__Written exercise 1__:
In the entries, edit the lines between the one holding "like [(322, 534)]." and the one holding "[(214, 548)]", inclusive, so that "pixel coordinates" becomes "image coordinates" and nothing else changes. Return only those lines.
########################################
You can't ensure a ship that is going to go through the Persian Gulf and enough of them have been struck that they have a problem.
And this raises a question for me.
The president said, I believe to Axios that he could decide when the war ends.
I can quit whenever I want.
That's not a direct quote, but effectively that's what he said.
And uh it does raise a question as to whether Iran is willing to go along with that.
Uh in the 12-day war last year, the United States was able to say, "We're done.
We've achieved our objective.
if Iran will do a retaliatory strike and it's going to be over.
I don't know if that's going to be the case this time because Iran has played this card that has threatened to play for decades and now it's done it and countries around the world are suffering.
Can I just add Iran is behaving very differently than they did last June.
And that has surprised some people in the White House.
As you said, it sort of went according to a certain plan where there were attacks.
There was one night of strikes by the US.
Iran uh uh retaliated.
It was over.
Right.
Iran seems to think this is a far more existential conflict.
And so therefore, they're using the leverage that they're that they didn't use the last time, specifically economic leverage.
And they're also hitting strikes around the Gulf.
And it also raises the question of even when the war is over, they will have this leverage that they've already shown that they're willing to use, which gives them a certain amount of power in the future.
I mean, I hear you saying agreeing with Mark, Felicia, do you feel like the White House was surprised, and if so, why?
We know that, for example, they were talking to Israel quite a bit in the leadup to this conflict.
You were based in Israel um years ago, and and you know the country well.
What's your sense of the information that they were getting and how how much of a a real reality check they had going into this conflict?
I think, you know, there were Arab diplomats flooding Washington, meeting any official they could meet with, saying it's going to be different this time.
Iran needs to change the deterrence calculation.
They're going to respond more forcefully.
I think there's been plenty of reporting suggesting that they did have, you know, they should have had access to intelligence showing this kind of thing.
But I think they Trump has is kind of a vibes president.
He's really taken a lot of lessons from what happened in Venezuela, uh, what happened in the 12-day war.
I think Iran and and its and its history and its people is a very different situation than what we saw in Venezuela.
And and I think, you know, some of it was like the experts are always wrong.
The blob always tells us we can't, you know, this joking dimminionative term people use for the foreign policy establishment that, you know, they told us we couldn't move the embassy in Jerusalem.
It was fine.
They everyone said the 12-day war was going to be a disaster.
Venezuela was going to be a disaster.
So, I think, you know, Trump has been able to do things that everyone told him he couldn't do.
And I think some of it was confirmation bias.
It's a small circle of people.
And I think, you know, like Steve Wickoff before uh the talk started, he went on Fox and he said, "We're just really surprised the Iranians won't surrender."
I think that's a a a big misunderstanding of of the regime and how they operate.
########################################
__Written exercise 2__:
Quote word for word the portion of the discussion of the Iran conflict between "And so therefore, they're" and "the country well.", inclusive.
########################################
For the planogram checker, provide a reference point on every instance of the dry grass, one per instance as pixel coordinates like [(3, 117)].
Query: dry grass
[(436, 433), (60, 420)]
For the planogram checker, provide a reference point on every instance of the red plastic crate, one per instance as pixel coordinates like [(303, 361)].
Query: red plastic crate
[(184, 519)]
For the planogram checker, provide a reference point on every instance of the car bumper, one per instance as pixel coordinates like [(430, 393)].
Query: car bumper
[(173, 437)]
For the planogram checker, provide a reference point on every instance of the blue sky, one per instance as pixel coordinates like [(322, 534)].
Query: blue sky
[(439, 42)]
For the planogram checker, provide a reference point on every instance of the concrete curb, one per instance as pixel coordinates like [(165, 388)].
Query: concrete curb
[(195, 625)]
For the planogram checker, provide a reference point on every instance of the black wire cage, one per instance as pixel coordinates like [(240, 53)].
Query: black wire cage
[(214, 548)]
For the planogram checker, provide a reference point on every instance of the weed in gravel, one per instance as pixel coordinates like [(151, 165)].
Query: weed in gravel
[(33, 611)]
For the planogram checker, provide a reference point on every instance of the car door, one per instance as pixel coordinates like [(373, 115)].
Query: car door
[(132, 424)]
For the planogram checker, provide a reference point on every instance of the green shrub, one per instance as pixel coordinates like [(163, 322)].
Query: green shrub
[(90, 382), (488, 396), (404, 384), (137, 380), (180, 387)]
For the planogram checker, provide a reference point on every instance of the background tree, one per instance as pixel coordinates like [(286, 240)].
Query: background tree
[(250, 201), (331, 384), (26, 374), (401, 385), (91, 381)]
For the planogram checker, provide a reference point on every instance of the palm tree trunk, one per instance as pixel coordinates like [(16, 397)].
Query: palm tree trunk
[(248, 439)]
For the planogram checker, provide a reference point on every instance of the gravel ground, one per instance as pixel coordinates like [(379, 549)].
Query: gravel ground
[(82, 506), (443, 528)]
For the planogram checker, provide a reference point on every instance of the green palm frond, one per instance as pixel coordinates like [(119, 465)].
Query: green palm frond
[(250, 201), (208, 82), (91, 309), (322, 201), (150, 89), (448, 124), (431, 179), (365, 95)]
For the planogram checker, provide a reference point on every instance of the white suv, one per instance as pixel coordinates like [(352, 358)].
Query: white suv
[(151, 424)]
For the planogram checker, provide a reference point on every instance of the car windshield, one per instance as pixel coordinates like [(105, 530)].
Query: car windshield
########################################
__Answer 1__:
For the planogram checker, provide a reference point on every instance of the blue sky, one per instance as image coordinates like [(322, 534)].
Query: blue sky
[(439, 42)]
For the planogram checker, provide a reference point on every instance of the concrete curb, one per instance as image coordinates like [(165, 388)].
Query: concrete curb
[(195, 625)]
For the planogram checker, provide a reference point on every instance of the black wire cage, one per instance as image coordinates like [(240, 53)].
Query: black wire cage
[(214, 548)]

__Answer 2__:
And so therefore, they're using the leverage that they're that they didn't use the last time, specifically economic leverage.
And they're also hitting strikes around the Gulf.
And it also raises the question of even when the war is over, they will have this leverage that they've already shown that they're willing to use, which gives them a certain amount of power in the future.
I mean, I hear you saying agreeing with Mark, Felicia, do you feel like the White House was surprised, and if so, why?
We know that, for example, they were talking to Israel quite a bit in the leadup to this conflict.
You were based in Israel um years ago, and and you know the country well.